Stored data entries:
>>

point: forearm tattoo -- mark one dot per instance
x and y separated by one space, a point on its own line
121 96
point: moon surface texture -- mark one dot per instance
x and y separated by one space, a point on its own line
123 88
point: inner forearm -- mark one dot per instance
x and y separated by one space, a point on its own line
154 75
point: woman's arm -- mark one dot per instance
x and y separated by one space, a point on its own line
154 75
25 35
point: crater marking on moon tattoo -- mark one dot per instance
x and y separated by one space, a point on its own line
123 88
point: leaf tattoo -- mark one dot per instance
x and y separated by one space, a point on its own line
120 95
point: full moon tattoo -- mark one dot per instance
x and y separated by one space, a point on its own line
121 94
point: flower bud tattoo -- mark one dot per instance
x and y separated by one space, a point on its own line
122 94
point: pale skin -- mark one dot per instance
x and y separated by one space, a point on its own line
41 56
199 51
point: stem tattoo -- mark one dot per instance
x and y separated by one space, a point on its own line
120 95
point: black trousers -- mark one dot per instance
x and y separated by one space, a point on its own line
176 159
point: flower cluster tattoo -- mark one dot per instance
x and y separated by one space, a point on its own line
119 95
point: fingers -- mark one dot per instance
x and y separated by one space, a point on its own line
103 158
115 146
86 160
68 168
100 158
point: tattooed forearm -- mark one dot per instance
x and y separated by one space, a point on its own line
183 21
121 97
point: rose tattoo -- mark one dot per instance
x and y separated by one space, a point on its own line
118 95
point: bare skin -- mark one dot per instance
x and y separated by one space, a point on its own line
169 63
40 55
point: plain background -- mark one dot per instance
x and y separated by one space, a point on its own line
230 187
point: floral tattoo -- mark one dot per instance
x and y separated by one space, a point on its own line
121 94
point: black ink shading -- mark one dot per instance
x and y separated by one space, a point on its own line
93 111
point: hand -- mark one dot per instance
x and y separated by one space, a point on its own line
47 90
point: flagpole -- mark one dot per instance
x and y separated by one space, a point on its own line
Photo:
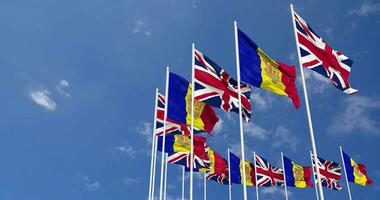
240 109
192 122
307 107
166 174
183 183
229 175
204 187
257 185
312 168
283 167
153 144
164 132
345 173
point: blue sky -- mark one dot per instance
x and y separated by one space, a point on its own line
78 80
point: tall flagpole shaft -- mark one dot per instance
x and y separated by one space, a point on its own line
204 187
240 110
192 121
166 174
314 148
229 176
152 160
283 167
345 173
312 168
164 133
183 183
257 186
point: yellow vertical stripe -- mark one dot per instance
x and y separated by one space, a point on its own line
271 75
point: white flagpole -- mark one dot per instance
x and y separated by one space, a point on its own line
240 109
204 187
257 185
183 183
283 167
345 173
192 122
164 133
229 175
314 148
166 174
153 150
315 183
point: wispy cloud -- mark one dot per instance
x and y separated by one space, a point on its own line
367 8
141 27
41 97
355 114
91 186
61 86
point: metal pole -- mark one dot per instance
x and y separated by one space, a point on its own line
345 173
283 167
307 107
164 133
229 175
151 189
240 109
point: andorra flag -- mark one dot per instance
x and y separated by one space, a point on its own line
296 175
179 105
355 173
259 70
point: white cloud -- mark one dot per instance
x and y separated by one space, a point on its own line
91 186
141 27
367 8
61 86
354 114
255 131
41 98
127 149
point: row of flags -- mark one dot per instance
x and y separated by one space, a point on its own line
213 87
260 173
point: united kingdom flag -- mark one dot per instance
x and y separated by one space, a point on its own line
330 173
317 55
266 174
214 86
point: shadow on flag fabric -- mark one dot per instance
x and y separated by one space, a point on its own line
296 175
317 55
330 173
236 167
178 149
172 127
179 105
259 70
215 86
267 175
356 173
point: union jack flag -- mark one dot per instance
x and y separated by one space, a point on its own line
317 55
172 127
214 86
266 174
330 173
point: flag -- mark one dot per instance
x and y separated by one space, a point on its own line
215 86
267 175
179 106
259 70
317 55
179 152
218 170
296 175
355 173
172 127
236 171
329 172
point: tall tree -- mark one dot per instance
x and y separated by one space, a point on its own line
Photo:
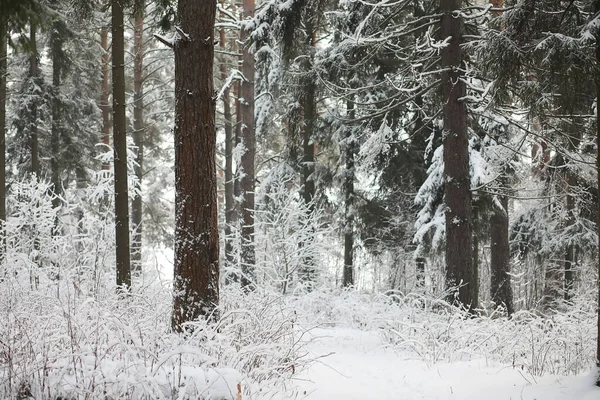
349 176
597 10
138 132
120 147
229 141
247 180
457 194
3 78
105 90
501 290
34 75
196 275
57 36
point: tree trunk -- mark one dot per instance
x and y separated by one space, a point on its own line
105 92
475 303
307 272
33 74
138 134
597 9
348 280
570 250
229 200
57 54
120 148
501 289
420 266
3 78
248 257
196 276
457 195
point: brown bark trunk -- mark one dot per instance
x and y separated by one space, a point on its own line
229 201
56 115
570 250
457 196
248 257
307 272
420 266
3 78
138 135
475 303
120 148
33 74
597 9
501 289
105 91
348 279
196 276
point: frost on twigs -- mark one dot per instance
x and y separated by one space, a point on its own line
65 333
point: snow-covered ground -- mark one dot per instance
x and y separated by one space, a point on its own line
357 365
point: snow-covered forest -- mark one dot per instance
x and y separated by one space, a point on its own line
299 199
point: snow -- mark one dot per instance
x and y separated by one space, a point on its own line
357 365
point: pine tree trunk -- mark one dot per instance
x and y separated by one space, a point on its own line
3 77
501 289
56 113
105 92
597 9
420 267
475 303
138 135
570 249
248 257
229 201
196 275
457 196
348 280
307 272
120 148
33 74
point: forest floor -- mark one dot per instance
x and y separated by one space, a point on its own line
357 365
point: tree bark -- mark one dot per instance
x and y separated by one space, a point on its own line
307 272
228 127
570 249
248 257
3 78
120 148
138 134
475 303
348 279
57 54
457 195
501 289
33 74
597 9
196 276
105 91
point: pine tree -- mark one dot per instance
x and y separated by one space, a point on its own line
120 147
457 195
138 133
248 140
196 276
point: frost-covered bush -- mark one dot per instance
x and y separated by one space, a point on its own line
65 333
291 236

<<

How many of the lines above include the word "skin"? Respond with the number alone.

2